======== Excerpted passage

BRIEF DESCRIPTION OF THE DRAWINGS

[0011] The disclosed aspects of the present disclosure will hereinafter be described in conjunction with the appended drawings, provided to illustrate and not to limit the disclosed aspects, wherein like designations denote like elements, where a dashed line may indicate an optional element or action, and in which:

[0012] FIG. 1 illustrates a wireless communication system implementing various aspects of the present disclosure;

[0013] FIG. 2 is a functional block diagram of example elements of an aspect of a system including communication mining analytics component in accordance with various aspects of the present disclosure;

[0014] FIG. 3 is a functional block diagram illustrating the calculations for conversation quality score value(s) and ranking the plurality of drivers in accordance with various aspects of the present disclosure;

[0015] FIG. 4 is a flowchart of an aspect of a method in accordance with the present disclosure;

[0016] FIG. 5 is a block diagram of an example of an aspect of a mobile computing platform (MCP) in accordance with the present disclosure; and

[0017] FIG. 6 is a block diagram of an example of an aspect of a network management center (NMC) in accordance with the present disclosure.

DETAILED DESCRIPTION

[0018] Various aspects will now be described with reference to the drawings. In the following description, for purposes of explanation, numerous specific details are set forth in order to provide a thorough understanding of one or more aspects. It should be understood, however, that such aspect(s) may be practiced without these specific details.

[0019] As discussed above, it may be difficult for fleet operators to efficiently gauge the impact a conversation may have with a driver as it relates to, but not limited to, aspects such as accident prevention or work retention. For example, if an advanced warning system identifies a driving pattern that may increase the risk of an occurrence of an adverse event (i.e., "accident predicted value" that quantifies the likelihood of a preventable accident) and the fleet operator communicates such risk to the driver, existing systems may be unable to determine the effectiveness (or ineffectiveness) of the communication. Additionally or alternatively, because the fleet operators (or managers) may communicate with any number of drivers on a daily basis, it may be difficult to track or quantify work factors (e.g., schedule, routes, etc.) that may be important to each driver individually.

================

-- What is asked --
(1) In the patent excerpt, what does FIG. 4 depict?
(2) Convert the stretch of entries from their start through the line that contains "point(348, 261)" into a Markdown table with columns Row and Line, one numbered row per line, skipping blank lines. Leave the pictures out.
The entries that come next are unrelated to the patent excerpt.

======== Record list

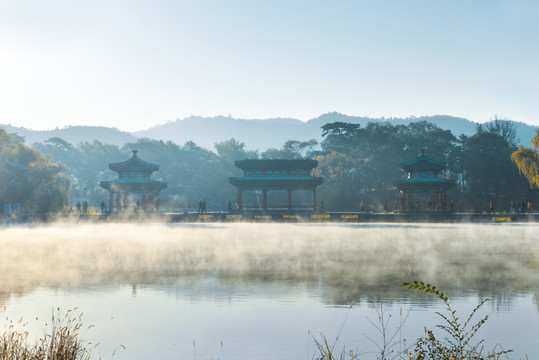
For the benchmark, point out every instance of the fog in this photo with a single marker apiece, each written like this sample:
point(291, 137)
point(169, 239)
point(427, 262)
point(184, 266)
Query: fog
point(348, 261)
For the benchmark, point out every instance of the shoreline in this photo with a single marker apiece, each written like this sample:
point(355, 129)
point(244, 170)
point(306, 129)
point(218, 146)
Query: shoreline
point(277, 216)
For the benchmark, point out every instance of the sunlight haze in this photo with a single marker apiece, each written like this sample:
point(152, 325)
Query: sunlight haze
point(136, 64)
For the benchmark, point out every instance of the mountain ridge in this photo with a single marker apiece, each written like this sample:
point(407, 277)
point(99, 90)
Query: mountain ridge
point(257, 134)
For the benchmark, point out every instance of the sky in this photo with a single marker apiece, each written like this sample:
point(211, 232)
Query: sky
point(133, 64)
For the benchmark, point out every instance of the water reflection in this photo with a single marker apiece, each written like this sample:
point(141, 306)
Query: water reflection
point(346, 262)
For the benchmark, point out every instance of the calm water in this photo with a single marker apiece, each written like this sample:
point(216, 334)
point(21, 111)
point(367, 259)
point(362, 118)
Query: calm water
point(244, 291)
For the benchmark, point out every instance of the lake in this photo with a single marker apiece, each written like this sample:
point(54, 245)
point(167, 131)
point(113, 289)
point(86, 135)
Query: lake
point(264, 290)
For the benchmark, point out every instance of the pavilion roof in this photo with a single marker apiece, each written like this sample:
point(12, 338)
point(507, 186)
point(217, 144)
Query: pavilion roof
point(424, 184)
point(422, 164)
point(134, 164)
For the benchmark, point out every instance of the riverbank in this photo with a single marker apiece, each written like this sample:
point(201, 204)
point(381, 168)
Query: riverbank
point(279, 216)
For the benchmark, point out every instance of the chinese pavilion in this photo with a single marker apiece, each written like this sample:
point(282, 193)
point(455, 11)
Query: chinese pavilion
point(283, 175)
point(12, 175)
point(134, 179)
point(423, 179)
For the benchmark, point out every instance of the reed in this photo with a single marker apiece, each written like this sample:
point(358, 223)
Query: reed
point(62, 339)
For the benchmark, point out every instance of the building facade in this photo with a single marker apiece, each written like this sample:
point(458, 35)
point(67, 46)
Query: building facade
point(276, 175)
point(423, 180)
point(134, 180)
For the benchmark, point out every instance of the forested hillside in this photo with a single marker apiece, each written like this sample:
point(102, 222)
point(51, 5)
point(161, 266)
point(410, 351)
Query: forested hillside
point(359, 164)
point(255, 134)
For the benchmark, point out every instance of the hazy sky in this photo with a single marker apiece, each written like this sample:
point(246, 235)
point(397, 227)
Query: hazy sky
point(134, 64)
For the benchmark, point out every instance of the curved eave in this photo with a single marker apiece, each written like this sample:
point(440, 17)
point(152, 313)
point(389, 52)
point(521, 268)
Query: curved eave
point(134, 165)
point(430, 184)
point(276, 182)
point(276, 164)
point(133, 184)
point(422, 164)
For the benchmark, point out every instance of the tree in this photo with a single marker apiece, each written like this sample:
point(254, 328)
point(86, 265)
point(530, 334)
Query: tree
point(44, 188)
point(292, 149)
point(527, 161)
point(488, 173)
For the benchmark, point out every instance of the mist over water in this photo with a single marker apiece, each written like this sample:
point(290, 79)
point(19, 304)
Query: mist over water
point(226, 279)
point(350, 261)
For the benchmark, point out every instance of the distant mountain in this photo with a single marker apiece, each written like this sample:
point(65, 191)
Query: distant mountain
point(73, 134)
point(273, 133)
point(256, 134)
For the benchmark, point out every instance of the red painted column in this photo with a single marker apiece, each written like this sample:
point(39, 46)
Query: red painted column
point(240, 199)
point(289, 199)
point(410, 201)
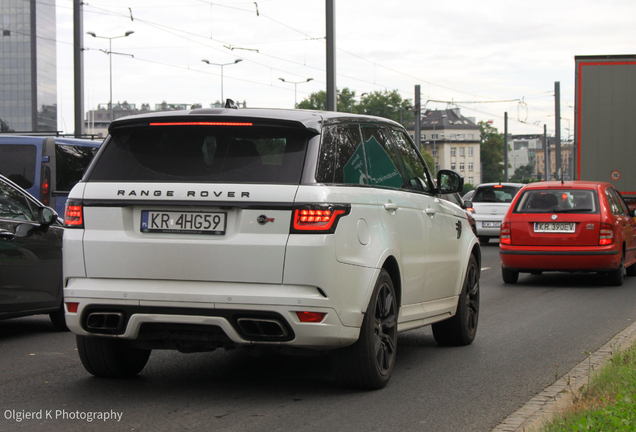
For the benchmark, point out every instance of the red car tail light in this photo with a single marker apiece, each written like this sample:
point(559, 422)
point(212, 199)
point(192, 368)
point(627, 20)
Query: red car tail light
point(73, 215)
point(317, 219)
point(505, 233)
point(606, 235)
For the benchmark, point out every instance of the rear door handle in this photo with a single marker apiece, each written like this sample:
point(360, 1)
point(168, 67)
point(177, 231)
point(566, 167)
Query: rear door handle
point(6, 235)
point(390, 206)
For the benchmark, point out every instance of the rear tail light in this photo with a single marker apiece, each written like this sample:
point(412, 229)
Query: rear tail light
point(74, 214)
point(606, 235)
point(505, 233)
point(311, 316)
point(317, 219)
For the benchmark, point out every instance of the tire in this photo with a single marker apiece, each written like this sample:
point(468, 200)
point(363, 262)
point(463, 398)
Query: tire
point(509, 276)
point(110, 358)
point(58, 319)
point(461, 329)
point(616, 277)
point(369, 362)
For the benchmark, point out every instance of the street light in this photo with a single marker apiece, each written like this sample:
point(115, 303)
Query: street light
point(222, 64)
point(295, 83)
point(434, 140)
point(110, 58)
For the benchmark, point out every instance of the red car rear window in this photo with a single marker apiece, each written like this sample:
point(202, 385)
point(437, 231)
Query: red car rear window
point(555, 201)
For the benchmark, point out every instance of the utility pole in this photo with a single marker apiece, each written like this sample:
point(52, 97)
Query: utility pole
point(506, 146)
point(546, 153)
point(557, 125)
point(331, 55)
point(78, 66)
point(417, 133)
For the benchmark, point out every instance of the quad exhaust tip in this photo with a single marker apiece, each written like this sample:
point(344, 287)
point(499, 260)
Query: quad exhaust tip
point(262, 328)
point(101, 321)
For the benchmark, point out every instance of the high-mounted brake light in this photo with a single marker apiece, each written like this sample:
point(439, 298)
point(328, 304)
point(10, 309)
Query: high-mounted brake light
point(318, 218)
point(73, 215)
point(505, 233)
point(201, 124)
point(606, 235)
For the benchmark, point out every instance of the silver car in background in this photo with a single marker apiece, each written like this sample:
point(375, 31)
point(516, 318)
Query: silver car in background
point(490, 203)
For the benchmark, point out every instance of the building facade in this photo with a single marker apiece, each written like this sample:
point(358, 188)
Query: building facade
point(453, 140)
point(28, 82)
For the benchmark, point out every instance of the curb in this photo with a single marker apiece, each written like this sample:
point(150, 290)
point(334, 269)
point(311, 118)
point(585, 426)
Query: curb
point(552, 400)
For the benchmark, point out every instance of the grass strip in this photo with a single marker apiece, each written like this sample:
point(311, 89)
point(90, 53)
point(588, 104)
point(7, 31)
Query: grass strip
point(607, 403)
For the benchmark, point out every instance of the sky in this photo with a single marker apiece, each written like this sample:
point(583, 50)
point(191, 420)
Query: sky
point(487, 58)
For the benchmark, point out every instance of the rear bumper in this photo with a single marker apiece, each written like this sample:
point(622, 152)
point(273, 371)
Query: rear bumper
point(128, 309)
point(593, 259)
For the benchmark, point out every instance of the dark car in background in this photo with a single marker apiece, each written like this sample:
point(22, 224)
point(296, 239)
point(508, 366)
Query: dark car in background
point(47, 167)
point(30, 256)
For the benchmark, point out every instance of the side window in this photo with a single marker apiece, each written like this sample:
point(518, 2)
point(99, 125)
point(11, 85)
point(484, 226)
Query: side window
point(17, 163)
point(71, 162)
point(14, 205)
point(382, 162)
point(417, 173)
point(623, 209)
point(341, 156)
point(614, 206)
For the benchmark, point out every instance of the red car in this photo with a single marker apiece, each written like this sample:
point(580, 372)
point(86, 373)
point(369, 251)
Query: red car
point(573, 226)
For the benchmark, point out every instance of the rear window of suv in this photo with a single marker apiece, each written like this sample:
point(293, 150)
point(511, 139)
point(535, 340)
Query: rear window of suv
point(495, 193)
point(219, 154)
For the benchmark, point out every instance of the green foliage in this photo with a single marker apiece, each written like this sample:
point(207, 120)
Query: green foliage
point(491, 153)
point(387, 104)
point(467, 188)
point(608, 402)
point(522, 173)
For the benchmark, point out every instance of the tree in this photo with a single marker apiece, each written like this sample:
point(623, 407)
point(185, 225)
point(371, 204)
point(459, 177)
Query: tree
point(387, 104)
point(491, 153)
point(4, 126)
point(523, 172)
point(318, 101)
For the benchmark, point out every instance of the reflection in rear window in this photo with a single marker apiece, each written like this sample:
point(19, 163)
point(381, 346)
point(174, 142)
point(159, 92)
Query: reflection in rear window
point(555, 201)
point(17, 163)
point(222, 154)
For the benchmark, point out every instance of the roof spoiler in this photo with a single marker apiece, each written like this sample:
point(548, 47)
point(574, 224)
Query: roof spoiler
point(229, 103)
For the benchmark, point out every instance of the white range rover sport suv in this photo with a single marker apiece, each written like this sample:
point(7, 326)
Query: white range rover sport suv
point(260, 228)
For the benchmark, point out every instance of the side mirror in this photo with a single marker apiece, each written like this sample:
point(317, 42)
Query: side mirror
point(449, 181)
point(46, 216)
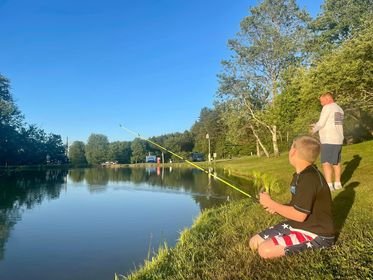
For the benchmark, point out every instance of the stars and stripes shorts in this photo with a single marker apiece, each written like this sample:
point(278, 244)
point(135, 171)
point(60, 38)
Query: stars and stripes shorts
point(295, 240)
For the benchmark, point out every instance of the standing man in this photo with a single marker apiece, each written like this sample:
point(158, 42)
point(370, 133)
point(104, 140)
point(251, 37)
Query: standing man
point(330, 128)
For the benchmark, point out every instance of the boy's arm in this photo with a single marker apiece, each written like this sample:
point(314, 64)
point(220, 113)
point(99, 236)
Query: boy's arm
point(288, 212)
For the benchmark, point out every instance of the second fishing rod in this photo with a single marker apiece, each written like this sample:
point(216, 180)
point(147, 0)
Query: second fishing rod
point(189, 162)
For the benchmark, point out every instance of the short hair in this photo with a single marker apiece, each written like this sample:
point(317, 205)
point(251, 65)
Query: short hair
point(327, 94)
point(308, 147)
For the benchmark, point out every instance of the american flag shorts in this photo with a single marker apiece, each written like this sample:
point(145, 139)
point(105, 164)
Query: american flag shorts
point(295, 240)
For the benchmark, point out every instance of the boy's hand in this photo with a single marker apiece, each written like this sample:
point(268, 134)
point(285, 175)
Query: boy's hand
point(266, 201)
point(311, 127)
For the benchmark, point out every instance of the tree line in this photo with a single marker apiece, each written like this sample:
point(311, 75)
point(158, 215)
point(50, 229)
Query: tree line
point(281, 61)
point(22, 143)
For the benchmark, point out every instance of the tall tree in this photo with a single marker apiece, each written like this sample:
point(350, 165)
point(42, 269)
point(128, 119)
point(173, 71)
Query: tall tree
point(77, 153)
point(338, 21)
point(271, 39)
point(97, 149)
point(138, 148)
point(120, 152)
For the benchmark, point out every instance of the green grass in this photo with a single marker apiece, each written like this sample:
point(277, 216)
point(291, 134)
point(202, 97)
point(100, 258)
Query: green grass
point(216, 246)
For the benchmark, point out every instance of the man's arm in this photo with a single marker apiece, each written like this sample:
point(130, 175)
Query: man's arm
point(288, 212)
point(322, 121)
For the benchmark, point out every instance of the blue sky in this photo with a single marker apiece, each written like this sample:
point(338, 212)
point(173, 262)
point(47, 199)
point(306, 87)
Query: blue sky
point(82, 67)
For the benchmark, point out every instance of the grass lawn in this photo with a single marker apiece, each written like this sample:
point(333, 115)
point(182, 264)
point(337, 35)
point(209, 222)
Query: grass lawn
point(216, 246)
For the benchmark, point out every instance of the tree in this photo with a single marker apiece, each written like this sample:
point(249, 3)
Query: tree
point(97, 149)
point(338, 21)
point(138, 148)
point(211, 123)
point(120, 152)
point(271, 40)
point(77, 153)
point(347, 73)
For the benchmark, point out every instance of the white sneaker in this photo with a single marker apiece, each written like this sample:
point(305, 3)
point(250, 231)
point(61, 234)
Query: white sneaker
point(337, 185)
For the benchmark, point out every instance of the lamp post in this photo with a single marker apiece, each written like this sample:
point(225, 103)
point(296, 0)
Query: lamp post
point(208, 139)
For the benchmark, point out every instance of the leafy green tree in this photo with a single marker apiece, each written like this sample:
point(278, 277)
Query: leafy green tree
point(271, 39)
point(120, 152)
point(97, 148)
point(138, 148)
point(347, 73)
point(338, 21)
point(77, 153)
point(209, 123)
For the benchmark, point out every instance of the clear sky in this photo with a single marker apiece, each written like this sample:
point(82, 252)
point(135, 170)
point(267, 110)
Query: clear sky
point(82, 67)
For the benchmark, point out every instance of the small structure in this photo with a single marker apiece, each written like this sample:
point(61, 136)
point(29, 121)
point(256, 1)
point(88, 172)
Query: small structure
point(150, 158)
point(197, 156)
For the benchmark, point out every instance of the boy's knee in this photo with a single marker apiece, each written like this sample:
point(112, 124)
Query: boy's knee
point(268, 250)
point(255, 241)
point(264, 251)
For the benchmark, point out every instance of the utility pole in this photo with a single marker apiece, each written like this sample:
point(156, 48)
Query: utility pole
point(208, 139)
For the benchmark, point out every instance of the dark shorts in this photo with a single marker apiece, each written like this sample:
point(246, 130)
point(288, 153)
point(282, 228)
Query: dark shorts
point(330, 153)
point(295, 240)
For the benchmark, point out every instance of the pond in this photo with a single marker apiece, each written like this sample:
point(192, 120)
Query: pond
point(91, 223)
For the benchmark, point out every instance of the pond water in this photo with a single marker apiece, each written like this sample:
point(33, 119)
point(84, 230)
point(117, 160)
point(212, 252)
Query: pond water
point(92, 223)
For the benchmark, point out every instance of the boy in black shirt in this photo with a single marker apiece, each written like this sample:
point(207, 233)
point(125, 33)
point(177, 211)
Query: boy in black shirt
point(309, 223)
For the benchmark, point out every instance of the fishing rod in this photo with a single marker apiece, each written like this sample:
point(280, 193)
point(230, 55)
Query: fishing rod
point(187, 161)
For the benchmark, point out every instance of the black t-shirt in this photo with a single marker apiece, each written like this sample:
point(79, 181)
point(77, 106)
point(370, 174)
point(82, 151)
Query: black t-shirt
point(311, 195)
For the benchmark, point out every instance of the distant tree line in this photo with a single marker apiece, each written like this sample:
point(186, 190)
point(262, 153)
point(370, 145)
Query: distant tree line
point(22, 143)
point(281, 61)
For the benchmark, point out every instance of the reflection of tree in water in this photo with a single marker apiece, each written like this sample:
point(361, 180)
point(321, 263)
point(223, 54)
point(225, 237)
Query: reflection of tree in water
point(77, 175)
point(96, 178)
point(205, 190)
point(22, 190)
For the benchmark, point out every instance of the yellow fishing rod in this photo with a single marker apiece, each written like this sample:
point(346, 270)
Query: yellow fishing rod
point(187, 161)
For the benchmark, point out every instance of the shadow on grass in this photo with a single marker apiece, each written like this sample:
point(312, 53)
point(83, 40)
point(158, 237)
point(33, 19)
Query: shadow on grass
point(342, 204)
point(350, 168)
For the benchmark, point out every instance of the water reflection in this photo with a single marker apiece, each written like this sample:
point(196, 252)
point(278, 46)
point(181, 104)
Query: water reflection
point(204, 189)
point(24, 190)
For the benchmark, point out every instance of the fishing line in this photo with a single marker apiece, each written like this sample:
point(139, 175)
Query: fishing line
point(189, 162)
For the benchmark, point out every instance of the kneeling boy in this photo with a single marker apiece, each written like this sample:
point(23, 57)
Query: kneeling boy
point(309, 223)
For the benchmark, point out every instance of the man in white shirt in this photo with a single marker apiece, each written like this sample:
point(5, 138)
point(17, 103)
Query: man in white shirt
point(330, 128)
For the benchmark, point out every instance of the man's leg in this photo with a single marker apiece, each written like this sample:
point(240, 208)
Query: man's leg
point(328, 172)
point(268, 250)
point(337, 176)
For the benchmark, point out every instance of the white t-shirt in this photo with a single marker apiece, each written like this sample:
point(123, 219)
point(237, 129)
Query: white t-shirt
point(330, 125)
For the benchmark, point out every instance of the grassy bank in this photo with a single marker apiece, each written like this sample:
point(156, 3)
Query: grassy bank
point(216, 247)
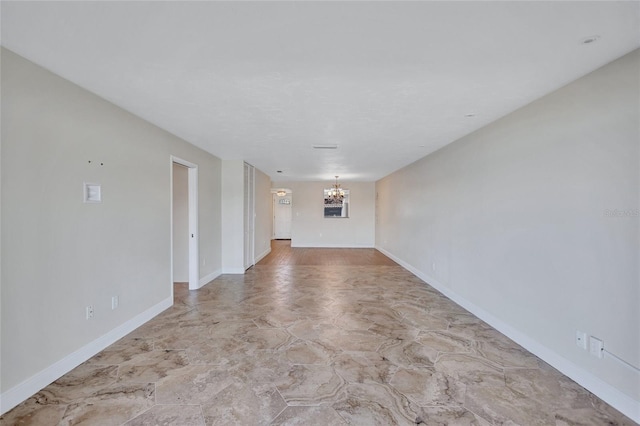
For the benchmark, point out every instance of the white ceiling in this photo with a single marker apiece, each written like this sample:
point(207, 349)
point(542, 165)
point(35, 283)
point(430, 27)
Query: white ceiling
point(388, 82)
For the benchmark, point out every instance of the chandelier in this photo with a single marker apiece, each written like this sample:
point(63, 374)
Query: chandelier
point(336, 194)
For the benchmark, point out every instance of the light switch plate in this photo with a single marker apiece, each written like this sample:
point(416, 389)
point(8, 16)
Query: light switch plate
point(92, 193)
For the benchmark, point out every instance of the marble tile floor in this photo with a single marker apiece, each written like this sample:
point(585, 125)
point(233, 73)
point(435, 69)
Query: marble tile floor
point(314, 345)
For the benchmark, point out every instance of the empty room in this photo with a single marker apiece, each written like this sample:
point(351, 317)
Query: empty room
point(320, 213)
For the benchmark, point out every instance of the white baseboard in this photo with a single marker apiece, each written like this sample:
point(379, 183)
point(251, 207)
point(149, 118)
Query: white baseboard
point(263, 255)
point(326, 245)
point(24, 390)
point(209, 277)
point(612, 396)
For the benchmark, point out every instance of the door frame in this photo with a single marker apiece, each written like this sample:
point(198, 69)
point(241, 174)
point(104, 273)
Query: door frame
point(274, 197)
point(192, 183)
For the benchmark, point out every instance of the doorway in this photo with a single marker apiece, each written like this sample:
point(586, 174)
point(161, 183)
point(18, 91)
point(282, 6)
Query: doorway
point(249, 215)
point(282, 214)
point(184, 223)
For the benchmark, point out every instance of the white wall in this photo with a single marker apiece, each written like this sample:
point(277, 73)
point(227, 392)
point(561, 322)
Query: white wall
point(180, 224)
point(511, 222)
point(311, 229)
point(59, 254)
point(264, 216)
point(233, 216)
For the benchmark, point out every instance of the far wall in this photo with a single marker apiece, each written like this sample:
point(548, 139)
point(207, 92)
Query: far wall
point(309, 227)
point(516, 222)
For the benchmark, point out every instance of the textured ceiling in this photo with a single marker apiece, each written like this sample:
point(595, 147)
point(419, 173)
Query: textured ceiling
point(388, 82)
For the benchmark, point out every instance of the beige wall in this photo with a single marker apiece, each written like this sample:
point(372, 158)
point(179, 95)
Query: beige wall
point(60, 255)
point(311, 229)
point(511, 221)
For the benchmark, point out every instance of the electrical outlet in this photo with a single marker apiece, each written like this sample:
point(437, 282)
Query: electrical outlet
point(596, 347)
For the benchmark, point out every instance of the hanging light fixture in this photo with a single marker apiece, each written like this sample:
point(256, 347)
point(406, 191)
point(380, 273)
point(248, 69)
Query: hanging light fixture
point(336, 194)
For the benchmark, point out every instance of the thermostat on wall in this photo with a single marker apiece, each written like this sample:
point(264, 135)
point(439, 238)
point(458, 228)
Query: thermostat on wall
point(92, 193)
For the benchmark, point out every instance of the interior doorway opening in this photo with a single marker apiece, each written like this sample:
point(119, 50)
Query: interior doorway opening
point(282, 214)
point(184, 223)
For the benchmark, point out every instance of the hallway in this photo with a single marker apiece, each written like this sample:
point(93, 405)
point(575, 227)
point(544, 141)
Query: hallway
point(315, 337)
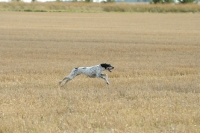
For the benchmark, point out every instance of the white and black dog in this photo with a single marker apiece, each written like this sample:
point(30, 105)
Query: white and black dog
point(93, 71)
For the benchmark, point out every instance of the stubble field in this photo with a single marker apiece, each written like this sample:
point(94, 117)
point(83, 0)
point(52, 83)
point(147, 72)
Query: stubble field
point(155, 86)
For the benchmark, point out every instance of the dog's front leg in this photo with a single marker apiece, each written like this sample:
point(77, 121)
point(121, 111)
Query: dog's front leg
point(106, 77)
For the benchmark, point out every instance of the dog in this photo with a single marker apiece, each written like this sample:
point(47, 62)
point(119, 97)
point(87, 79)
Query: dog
point(93, 71)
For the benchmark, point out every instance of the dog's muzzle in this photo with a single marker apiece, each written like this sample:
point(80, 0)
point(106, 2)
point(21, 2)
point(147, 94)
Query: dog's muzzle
point(110, 69)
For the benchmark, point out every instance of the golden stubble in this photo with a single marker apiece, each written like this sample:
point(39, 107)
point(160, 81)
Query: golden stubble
point(153, 88)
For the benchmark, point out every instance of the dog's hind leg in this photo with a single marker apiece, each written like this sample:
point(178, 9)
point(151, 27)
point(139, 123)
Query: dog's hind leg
point(65, 78)
point(72, 75)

================

-- In response --
(1) A flowchart of an aspect of a method in accordance with the present disclosure.

(2)
| Row | Line |
|---|---|
| 1 | For the benchmark, point out every instance of the fog in this photo with a single marker apiece, each written like this sample: |
| 2 | point(291, 137) |
| 3 | point(169, 239) |
| 4 | point(427, 262) |
| 5 | point(184, 266) |
| 6 | Query: fog |
| 7 | point(348, 261) |